- EXCERPTED TEXT
+-------+

Ligustrum ovalifolium, also known as Korean privet, California privet, garden privet, and oval-leaved privet, is a species of flowering plant in the olive family Oleaceae. The species is native to Japan and Korea.

==Description==
Ligustrum ovalifolium is a dense, fast-growing, deciduous (evergreen/semi-evergreen in warm winter areas) shrub or small tree. It grows to 10–15 ft tall and wide. Its thick, fleshy leaf is green on the top, and greenish-yellow on the underside.

It flowers in midsummer, the abundant white blooms producing a unique pungent fragrance, unpleasant to some. They are borne in panicles. They have four curled-back petals and two high stamens with yellow or red anthers, between which is the low pistil; the petals and stamens fall off after the flower is fertilized, leaving the pistil in the calyx tube. Flowering starts after 330 growing degree days.

The fruits, borne in clusters, are small purple to black drupes, poisonous for humans but readily eaten by many birds. In favorable growing conditions, individual shrubs may produce thousands of fruits.

==Uses==
Ligustrum ovalifolium is used as a food plant by the larvae of some Lepidoptera species including common emerald, common marbled carpet, copper underwing, the engrailed, mottled beauty, scalloped hazel, small angle shades, the V-pug and willow beauty.

All parts of plant are poisonous if ingested by humans.

===Cultivation===
The species is widely cultivated as an ornamental plant in many countries, as a shrub, and grouped for an informal or formal hedge. Privets need to be trimmed several times during a growing season, in order to maintain a formal hedge shape. Regularly trimmed plants do not produce flowers or fruit.

Ligustrum ovalifolium is the most common hedging plant species in cultivation in the United Kingdom.

Several cultivars are used in gardens and for hedging, including Ligustrum ovalifolium 'Aureum', the golden privet, with oval, rich yellow leaves with green centers. In the UK it has gained the Royal Horticultural Society's Award of Garden Merit. With Ligustrum obtusifolium it is a parent of the hybrid Ligustrum × ibolium.

Ligustrum ovalifolium 'Vicaryi', a yellow-leaved shrub, was once thought to be a hybrid between L. ovalifolium 'Aureum' and Ligustrum vulgare, for which the name Ligustrum × vicaryi was published. Studies of both chloroplast and nuclear DNA showed that L. vulgare was not involved in its parentage, both of its parents being L. ovalifolium. Accordingly, it was given a cultivar name. Its year-round yellow leaves and white flowers in midsummer make it an attractive hedging plant or ornamental shrub.

==Naturalized—invasive species==
The species is reportedly naturalized in France, Spain, Italy, the Balearic Islands, Saint Helena, Réunion, Chiapas (México), Costa Rica, Guatemala, Honduras, the Juan Fernandez Islands, Ontario, and in the United States.

Ligustrum ovalifolium has also been listed as an invasive species in areas of the United States, including: California, Hawaii, Washington state, Texas, Missouri, Alabama, and many of the Mid-Atlantic and Northeastern states. 46 states have it listed on their noxious weed lists.

==Etymology==
Ligustrum means "binder". It was named by Pliny and Virgil. The Latin specific epithet ovalifolium means "oval-leaved".

+-------+

[Stored data entries]
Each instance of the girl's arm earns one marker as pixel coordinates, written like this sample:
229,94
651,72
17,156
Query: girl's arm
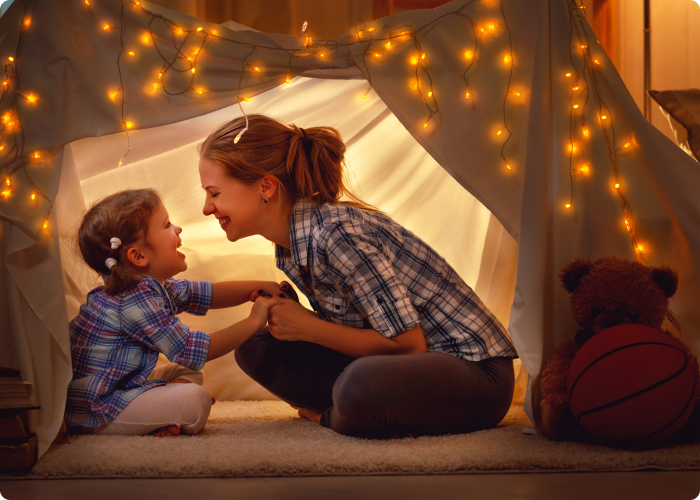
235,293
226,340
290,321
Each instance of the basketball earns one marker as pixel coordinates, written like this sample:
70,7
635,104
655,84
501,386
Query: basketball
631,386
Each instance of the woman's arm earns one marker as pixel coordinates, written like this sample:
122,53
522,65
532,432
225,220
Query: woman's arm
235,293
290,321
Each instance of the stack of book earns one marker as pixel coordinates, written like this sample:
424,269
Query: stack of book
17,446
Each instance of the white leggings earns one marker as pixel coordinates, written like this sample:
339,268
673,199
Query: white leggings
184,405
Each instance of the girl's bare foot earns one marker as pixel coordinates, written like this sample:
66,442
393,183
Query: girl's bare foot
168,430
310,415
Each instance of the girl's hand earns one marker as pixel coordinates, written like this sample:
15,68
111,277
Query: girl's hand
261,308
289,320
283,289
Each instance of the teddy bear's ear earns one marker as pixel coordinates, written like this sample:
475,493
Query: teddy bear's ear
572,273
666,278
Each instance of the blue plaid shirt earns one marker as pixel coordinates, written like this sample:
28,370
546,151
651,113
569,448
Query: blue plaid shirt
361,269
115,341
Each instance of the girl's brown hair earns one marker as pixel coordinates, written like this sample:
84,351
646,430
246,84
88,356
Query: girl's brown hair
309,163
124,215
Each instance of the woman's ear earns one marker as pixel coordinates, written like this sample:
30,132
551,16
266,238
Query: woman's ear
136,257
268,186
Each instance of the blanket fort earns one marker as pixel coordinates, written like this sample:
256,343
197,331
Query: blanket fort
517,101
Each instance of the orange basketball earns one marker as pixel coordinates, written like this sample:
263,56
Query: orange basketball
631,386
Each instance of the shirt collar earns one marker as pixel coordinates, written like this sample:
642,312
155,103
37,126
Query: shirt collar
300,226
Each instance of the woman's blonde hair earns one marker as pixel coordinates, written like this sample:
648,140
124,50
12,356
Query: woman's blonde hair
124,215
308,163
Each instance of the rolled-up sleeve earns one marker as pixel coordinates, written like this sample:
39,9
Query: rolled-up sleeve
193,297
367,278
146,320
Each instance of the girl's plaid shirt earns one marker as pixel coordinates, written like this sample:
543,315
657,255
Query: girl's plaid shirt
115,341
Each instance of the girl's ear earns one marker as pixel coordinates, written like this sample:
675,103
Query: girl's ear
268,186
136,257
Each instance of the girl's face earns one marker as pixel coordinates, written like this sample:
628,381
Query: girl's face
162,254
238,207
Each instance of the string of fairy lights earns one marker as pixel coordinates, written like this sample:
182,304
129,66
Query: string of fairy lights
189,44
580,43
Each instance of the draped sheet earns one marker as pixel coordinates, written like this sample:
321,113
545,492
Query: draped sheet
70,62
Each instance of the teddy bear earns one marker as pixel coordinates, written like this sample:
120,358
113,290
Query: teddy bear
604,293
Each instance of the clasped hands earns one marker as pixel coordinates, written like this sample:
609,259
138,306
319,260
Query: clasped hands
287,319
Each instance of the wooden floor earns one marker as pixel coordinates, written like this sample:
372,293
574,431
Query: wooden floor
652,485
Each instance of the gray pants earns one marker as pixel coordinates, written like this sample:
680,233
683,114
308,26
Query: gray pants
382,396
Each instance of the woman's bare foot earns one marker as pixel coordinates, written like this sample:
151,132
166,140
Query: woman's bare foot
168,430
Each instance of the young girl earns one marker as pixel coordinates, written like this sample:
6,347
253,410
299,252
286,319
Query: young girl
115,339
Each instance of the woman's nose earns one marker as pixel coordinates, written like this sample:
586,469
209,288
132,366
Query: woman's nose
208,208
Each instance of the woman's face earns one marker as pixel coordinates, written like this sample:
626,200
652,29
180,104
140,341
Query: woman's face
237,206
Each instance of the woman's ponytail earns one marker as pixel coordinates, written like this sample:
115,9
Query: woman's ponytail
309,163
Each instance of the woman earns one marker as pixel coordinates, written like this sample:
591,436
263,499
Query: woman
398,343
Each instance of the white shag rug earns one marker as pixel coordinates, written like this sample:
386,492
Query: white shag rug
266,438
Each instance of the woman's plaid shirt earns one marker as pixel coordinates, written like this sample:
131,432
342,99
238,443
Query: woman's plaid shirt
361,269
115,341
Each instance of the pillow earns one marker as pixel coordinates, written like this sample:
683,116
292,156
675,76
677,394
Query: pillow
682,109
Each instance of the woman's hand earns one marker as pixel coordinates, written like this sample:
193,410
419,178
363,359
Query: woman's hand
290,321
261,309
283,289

+-------+

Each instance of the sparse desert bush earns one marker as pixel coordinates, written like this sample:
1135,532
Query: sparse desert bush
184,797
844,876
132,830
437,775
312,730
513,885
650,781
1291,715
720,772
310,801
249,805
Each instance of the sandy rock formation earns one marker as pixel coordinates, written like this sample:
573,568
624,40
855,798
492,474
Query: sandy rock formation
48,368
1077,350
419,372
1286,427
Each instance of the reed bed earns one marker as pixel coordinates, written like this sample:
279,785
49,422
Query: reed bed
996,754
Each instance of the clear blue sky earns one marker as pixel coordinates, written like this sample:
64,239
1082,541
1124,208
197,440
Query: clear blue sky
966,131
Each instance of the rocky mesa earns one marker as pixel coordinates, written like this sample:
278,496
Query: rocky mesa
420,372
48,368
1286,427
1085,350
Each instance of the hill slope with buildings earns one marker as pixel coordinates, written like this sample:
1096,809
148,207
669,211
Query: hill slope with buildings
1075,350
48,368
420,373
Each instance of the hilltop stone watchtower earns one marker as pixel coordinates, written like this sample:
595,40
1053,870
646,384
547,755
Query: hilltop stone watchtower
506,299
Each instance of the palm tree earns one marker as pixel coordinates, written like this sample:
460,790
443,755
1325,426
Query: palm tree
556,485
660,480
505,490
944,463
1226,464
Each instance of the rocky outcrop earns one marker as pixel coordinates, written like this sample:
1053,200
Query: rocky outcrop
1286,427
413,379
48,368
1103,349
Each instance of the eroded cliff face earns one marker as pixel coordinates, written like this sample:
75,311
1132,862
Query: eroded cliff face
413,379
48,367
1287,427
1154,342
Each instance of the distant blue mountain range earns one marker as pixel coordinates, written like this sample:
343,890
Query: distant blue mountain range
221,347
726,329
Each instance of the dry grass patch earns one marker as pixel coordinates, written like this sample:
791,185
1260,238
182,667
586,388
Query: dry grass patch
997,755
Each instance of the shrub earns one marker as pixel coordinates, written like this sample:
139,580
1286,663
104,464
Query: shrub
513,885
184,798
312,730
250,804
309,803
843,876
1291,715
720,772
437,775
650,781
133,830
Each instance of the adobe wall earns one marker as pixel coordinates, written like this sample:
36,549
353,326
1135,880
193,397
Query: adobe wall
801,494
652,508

+-------+

- WORK ORDER 1
Reproduce the passage on Ligustrum ovalifolium word for word, everything from "All parts of" down to "Ligustrum × ibolium.".
- WORK ORDER 2
List the common names for the species that appear in the passage on Ligustrum ovalifolium.
You can disregard the rows; they aren't needed for anything here.

- PROBLEM SOLUTION 1
All parts of plant are poisonous if ingested by humans.

===Cultivation===
The species is widely cultivated as an ornamental plant in many countries, as a shrub, and grouped for an informal or formal hedge. Privets need to be trimmed several times during a growing season, in order to maintain a formal hedge shape. Regularly trimmed plants do not produce flowers or fruit.

Ligustrum ovalifolium is the most common hedging plant species in cultivation in the United Kingdom.

Several cultivars are used in gardens and for hedging, including Ligustrum ovalifolium 'Aureum', the golden privet, with oval, rich yellow leaves with green centers. In the UK it has gained the Royal Horticultural Society's Award of Garden Merit. With Ligustrum obtusifolium it is a parent of the hybrid Ligustrum × ibolium.

- PROBLEM SOLUTION 2
Korean privet
California privet
garden privet
oval-leaved privet